WORK INSTRUCTIONS -> Will you extract the entries word for word? Images should not appear in the copy.
##### ENTRIES SHOWN #####
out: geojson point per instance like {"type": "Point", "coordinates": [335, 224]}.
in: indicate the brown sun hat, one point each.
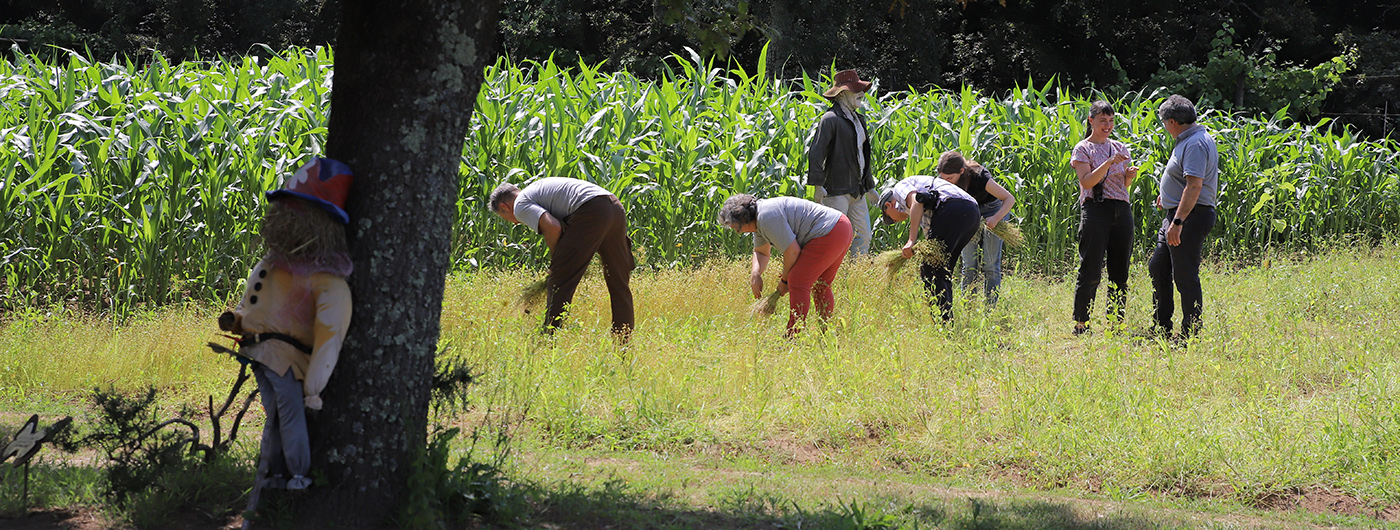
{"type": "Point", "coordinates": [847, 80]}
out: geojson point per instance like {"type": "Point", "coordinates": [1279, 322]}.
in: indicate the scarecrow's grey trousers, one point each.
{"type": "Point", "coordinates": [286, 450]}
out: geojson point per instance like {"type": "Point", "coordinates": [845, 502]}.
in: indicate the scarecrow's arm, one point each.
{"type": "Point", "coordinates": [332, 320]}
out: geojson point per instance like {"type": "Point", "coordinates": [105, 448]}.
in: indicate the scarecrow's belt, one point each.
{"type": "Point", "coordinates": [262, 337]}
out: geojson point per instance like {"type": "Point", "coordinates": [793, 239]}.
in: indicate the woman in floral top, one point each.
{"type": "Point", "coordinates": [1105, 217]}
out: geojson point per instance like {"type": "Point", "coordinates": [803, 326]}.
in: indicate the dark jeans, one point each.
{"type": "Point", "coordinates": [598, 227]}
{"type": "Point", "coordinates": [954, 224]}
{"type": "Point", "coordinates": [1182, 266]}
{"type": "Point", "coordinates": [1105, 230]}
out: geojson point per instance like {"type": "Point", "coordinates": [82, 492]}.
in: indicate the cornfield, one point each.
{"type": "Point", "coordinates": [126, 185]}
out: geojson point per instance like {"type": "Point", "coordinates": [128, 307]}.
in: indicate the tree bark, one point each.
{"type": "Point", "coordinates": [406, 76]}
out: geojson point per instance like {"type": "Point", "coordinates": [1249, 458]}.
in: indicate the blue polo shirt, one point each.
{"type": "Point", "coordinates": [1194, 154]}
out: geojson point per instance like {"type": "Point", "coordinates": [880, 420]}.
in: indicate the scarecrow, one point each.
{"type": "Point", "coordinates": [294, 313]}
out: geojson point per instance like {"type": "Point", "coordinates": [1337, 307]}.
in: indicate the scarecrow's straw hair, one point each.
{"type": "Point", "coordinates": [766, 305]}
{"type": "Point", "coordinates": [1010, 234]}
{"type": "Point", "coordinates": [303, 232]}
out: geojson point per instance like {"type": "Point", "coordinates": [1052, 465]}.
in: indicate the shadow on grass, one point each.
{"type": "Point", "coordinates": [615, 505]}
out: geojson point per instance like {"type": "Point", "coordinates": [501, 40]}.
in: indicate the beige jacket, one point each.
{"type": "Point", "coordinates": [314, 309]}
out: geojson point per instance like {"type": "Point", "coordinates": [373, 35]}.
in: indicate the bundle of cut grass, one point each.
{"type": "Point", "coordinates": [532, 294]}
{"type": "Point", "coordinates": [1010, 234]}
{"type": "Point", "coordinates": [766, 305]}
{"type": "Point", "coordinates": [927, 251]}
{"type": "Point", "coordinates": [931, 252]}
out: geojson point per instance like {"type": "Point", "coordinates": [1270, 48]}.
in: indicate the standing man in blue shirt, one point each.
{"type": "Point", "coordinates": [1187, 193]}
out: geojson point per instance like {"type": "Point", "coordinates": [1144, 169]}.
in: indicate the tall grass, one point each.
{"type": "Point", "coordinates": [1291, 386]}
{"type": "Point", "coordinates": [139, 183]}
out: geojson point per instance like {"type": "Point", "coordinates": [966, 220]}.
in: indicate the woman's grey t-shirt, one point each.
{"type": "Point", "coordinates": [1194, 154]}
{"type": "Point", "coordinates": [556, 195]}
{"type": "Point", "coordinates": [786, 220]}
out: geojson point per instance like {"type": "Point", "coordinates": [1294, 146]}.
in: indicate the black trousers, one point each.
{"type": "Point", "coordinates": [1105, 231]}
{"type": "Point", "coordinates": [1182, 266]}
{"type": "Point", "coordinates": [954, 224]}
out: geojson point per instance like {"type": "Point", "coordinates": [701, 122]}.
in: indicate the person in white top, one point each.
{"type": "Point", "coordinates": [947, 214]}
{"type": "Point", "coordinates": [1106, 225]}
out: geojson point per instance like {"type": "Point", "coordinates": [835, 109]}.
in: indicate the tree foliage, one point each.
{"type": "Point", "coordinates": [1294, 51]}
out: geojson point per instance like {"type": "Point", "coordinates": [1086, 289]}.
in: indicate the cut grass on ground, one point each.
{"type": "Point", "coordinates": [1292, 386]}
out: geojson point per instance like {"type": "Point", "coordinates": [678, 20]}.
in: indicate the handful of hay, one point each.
#####
EXPECTED ANSWER ->
out: geojson point per instance like {"type": "Point", "coordinates": [335, 224]}.
in: indicate the brown sun hat, one point each.
{"type": "Point", "coordinates": [847, 80]}
out: geojson point per instance like {"type": "Point", "coordinates": [1279, 322]}.
in: indicate the scarecrow's grey trousers, one point each.
{"type": "Point", "coordinates": [286, 450]}
out: geojson point per instance like {"type": "Point", "coordinates": [845, 502]}.
in: indicate the scarecrow's arm, one point each.
{"type": "Point", "coordinates": [332, 320]}
out: geojson point per instance like {"type": "Point", "coordinates": [105, 448]}.
in: indicate the scarecrow's belt, one point each.
{"type": "Point", "coordinates": [262, 337]}
out: geojson point per instance like {"type": "Point", "coordinates": [793, 239]}.
in: indicate the woman in floral top, one point each.
{"type": "Point", "coordinates": [1105, 217]}
out: geojson point per instance like {"type": "Point", "coordinates": [803, 326]}.
in: indicate the dark jeans, one point each.
{"type": "Point", "coordinates": [598, 227]}
{"type": "Point", "coordinates": [954, 224]}
{"type": "Point", "coordinates": [1182, 266]}
{"type": "Point", "coordinates": [1105, 230]}
out: geojson point per instance like {"type": "Point", "coordinates": [82, 492]}.
in: indicate the cornfield, one point each.
{"type": "Point", "coordinates": [126, 185]}
out: geojson point per instance like {"type": "Point", "coordinates": [128, 307]}.
in: indicate the tree bark, one point each.
{"type": "Point", "coordinates": [406, 76]}
out: geojson point per instance like {"type": "Point", "coordinates": [1249, 458]}.
in: indicate the blue polo shirt, one point each.
{"type": "Point", "coordinates": [1194, 154]}
out: geojson point per instance like {"type": "Point", "coordinates": [880, 420]}.
in: indicate the scarecrow, one point each.
{"type": "Point", "coordinates": [294, 313]}
out: geojson point per instance like {"type": "Point", "coordinates": [1337, 307]}.
in: indicate the scarecrow's straw hair, one point each.
{"type": "Point", "coordinates": [766, 305]}
{"type": "Point", "coordinates": [1010, 234]}
{"type": "Point", "coordinates": [303, 232]}
out: geojson point per instance like {"type": "Point", "coordinates": [1052, 465]}.
in: indicate the shadow on grass, one point each.
{"type": "Point", "coordinates": [615, 505]}
out: geojson point per instance like {"type": "Point", "coordinates": [501, 40]}.
in: indicate the beige jacket, one point each.
{"type": "Point", "coordinates": [314, 309]}
out: geojson point per instance like {"type": "Point", "coordinates": [373, 35]}.
in: indicate the bundle of cut grass, one point each.
{"type": "Point", "coordinates": [532, 294]}
{"type": "Point", "coordinates": [1010, 234]}
{"type": "Point", "coordinates": [766, 305]}
{"type": "Point", "coordinates": [927, 251]}
{"type": "Point", "coordinates": [931, 252]}
out: geojson point per instance like {"type": "Point", "coordinates": [1270, 48]}.
in: indicate the standing man in blue shirt, one point each.
{"type": "Point", "coordinates": [1187, 193]}
out: geojson point per instance like {"type": "Point", "coordinates": [1144, 169]}.
in: indicate the tall grass, one point each.
{"type": "Point", "coordinates": [1291, 386]}
{"type": "Point", "coordinates": [139, 183]}
out: geojson point per instance like {"type": "Point", "coordinates": [966, 220]}.
in: indicate the woman's grey t-shirt, one point each.
{"type": "Point", "coordinates": [1194, 154]}
{"type": "Point", "coordinates": [556, 195]}
{"type": "Point", "coordinates": [786, 220]}
out: geojson point per instance like {"type": "Point", "coordinates": [1294, 146]}.
in: indicate the black trousers, one point each.
{"type": "Point", "coordinates": [1105, 231]}
{"type": "Point", "coordinates": [1182, 266]}
{"type": "Point", "coordinates": [954, 224]}
out: geojson point per instance like {"type": "Point", "coordinates": [701, 122]}.
in: indicate the person in white top, one point each.
{"type": "Point", "coordinates": [947, 214]}
{"type": "Point", "coordinates": [1106, 225]}
out: geojson point per instance like {"type": "Point", "coordinates": [835, 109]}.
in: indicate the tree foliage, one point each.
{"type": "Point", "coordinates": [1294, 51]}
out: geojson point per instance like {"type": "Point", "coordinates": [1086, 289]}.
in: indicate the cut grass on ground, one point each.
{"type": "Point", "coordinates": [1292, 386]}
out: geojson point per instance like {"type": "Point", "coordinates": [678, 20]}.
in: indicate the handful of hay, one point each.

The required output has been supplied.